* Start PASSAGE SHOWN *

How do we develop compassion? By learning empathy. We become filled with joy when we cherish and seek to aid in the well-being and happiness of others. Empathy and compassion brings us peace of mind and mental calmness. When we come to see that all others are like us; we will have discovered one part of the anti-dote to violence and war. Research is clear that empathy can be taught in schools, and that teaching empathy increases acts of kindness while reducing violence. Why do we not teach it?
Teaching children non-violence and how to handle frustration appropriately is part of the means to a kinder society. Mr. Rogers once again talks to children (and adults) on how to deal with upsetting feelings:
“Confronting our feelings and giving them appropriate expression always takes strength, not weakness. It takes strength to acknowledge our anger, and sometimes more strength yet to curb the aggressive urges anger may bring and to channel them into nonviolent outlets. It takes strength to face our sadness and to grieve and to let our grief and anger flow in tears when they need to. It takes strength to talk about our feelings and to reach out for help and comfort when we need it.”

* End PASSAGE SHOWN *
* Start STORED RECORDS *

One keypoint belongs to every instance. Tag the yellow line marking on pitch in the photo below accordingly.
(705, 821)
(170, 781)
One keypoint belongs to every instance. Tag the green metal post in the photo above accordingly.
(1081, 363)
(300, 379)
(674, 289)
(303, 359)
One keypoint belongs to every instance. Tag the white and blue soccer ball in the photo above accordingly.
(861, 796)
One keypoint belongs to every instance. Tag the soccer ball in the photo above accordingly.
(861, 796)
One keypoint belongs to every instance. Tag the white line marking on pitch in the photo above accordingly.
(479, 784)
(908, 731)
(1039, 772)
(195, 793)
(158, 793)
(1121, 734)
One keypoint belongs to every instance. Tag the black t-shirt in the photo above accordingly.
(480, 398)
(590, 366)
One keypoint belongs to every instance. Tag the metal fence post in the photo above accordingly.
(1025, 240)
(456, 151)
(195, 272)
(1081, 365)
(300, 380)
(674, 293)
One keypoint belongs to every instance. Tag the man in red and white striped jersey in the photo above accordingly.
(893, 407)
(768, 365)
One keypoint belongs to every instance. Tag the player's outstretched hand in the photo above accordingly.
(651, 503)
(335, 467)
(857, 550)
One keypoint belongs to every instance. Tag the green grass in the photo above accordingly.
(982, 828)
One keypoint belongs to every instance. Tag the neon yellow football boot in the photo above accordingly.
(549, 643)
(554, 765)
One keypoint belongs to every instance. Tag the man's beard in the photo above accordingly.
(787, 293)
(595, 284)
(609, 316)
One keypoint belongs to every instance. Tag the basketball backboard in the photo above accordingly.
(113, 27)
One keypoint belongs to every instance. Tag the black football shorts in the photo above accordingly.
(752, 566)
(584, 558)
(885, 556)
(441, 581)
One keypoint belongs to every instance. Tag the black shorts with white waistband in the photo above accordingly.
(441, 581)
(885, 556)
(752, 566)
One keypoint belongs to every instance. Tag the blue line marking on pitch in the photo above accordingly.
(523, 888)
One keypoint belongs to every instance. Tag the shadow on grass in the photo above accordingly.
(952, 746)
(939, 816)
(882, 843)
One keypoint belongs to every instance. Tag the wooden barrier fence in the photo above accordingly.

* End STORED RECORDS *

GIVEN REQUEST: Decide whether each statement agrees with the passage on empathy. Answer yes or no and quote the words that settle it. (a) Research shows empathy can be taught in schools. (b) Mr. Rogers calls confronting our feelings a sign of weakness. (c) Teaching empathy makes violence more common.

RESULT OF THIS EXERCISE:
(a) Yes: "Research is clear that empathy can be taught in schools"
(b) No: "Confronting our feelings and giving them appropriate expression always takes strength, not weakness."
(c) No: "teaching empathy increases acts of kindness while reducing violence"